**What is being asked:**
Write out the lines starting at the one that holds "Target: bench seat" and ending with the final line of the data, exactly and with no others.

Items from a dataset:
========

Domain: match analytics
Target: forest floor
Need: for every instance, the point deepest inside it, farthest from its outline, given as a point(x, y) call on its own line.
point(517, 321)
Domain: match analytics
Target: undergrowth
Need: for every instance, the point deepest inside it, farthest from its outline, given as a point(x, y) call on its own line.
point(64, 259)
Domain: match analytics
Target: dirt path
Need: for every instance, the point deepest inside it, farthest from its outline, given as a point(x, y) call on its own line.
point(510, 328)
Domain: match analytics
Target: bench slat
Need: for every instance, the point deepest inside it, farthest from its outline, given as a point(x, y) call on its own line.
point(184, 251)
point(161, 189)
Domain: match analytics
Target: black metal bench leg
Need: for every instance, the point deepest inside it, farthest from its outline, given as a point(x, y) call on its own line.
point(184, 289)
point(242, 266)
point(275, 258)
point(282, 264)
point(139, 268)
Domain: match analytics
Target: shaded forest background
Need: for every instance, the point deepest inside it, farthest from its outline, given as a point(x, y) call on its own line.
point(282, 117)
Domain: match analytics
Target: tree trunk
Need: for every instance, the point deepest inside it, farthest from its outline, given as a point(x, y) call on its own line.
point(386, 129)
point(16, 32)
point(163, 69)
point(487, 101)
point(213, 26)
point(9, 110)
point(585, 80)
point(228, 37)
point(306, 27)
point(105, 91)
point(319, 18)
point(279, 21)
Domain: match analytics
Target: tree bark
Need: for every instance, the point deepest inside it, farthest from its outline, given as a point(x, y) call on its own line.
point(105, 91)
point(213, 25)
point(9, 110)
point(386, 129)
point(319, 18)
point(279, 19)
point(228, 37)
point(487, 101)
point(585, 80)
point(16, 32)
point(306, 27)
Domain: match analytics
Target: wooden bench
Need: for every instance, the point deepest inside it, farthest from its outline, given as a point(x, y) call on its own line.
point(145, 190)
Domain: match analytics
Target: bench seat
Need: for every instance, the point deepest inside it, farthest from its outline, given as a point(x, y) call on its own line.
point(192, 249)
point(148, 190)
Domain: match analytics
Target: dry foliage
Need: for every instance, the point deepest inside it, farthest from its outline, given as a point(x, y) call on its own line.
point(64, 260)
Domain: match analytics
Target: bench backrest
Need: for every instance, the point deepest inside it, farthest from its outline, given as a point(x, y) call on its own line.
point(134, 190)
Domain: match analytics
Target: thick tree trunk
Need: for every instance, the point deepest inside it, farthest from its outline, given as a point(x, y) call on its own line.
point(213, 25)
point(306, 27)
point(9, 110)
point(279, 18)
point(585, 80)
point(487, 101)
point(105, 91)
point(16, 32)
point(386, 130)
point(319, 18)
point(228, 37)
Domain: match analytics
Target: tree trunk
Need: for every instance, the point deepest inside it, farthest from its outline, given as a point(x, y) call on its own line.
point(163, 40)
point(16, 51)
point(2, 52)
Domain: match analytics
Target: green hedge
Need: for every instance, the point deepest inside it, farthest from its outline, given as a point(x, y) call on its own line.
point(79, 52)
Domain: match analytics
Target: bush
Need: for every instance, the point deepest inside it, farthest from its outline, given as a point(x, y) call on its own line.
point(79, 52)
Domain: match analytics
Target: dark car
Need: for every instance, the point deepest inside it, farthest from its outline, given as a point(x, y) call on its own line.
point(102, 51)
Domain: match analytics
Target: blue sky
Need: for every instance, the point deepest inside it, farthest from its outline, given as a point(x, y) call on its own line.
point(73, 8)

========

**Completed task:**
Target: bench seat
Need: for every instance, the point deepest inside it, farthest from its outline, given as a point(x, y) call on its own line.
point(192, 249)
point(148, 190)
Domain: match analytics
Target: dry foliage
Need: for every instance, the point deepest inside it, farthest from its outline, given as a point(x, y) call on its own line.
point(64, 260)
Domain: match analytics
Target: bench backrest
Need: for every instance, the point deepest inside it, farthest from its outline, given as a point(x, y) call on its own line.
point(134, 190)
Domain: match analytics
Target: thick tree trunk
Need: for every instance, the point deepest inside it, farthest from its outline, given as a point(x, y) call on its own line.
point(213, 25)
point(306, 27)
point(9, 110)
point(279, 18)
point(585, 80)
point(487, 101)
point(105, 91)
point(16, 32)
point(386, 130)
point(319, 18)
point(228, 37)
Domain: match analytics
Target: tree trunk
Need: for every instance, the point deepest inside it, farthest from its outline, given as a point(x, y) call on its own line.
point(163, 40)
point(16, 51)
point(2, 52)
Domain: match analytics
Target: green hedge
Need: for every instance, the point deepest inside it, farthest from its outline, given as a point(x, y) call on its own line.
point(79, 52)
Domain: match analytics
Target: bush
Need: for every instance, the point deepest inside it, farthest from its outline, given as a point(x, y) call on its own line.
point(79, 52)
Domain: match analytics
Target: dark car
Need: for every instance, the point deepest inside it, farthest from its outline, given as a point(x, y) call on its own line.
point(102, 51)
Domain: match analytics
Target: blue sky
Need: for every instance, the point deepest inside it, farthest from its outline, given as a point(x, y) call on its own line.
point(73, 8)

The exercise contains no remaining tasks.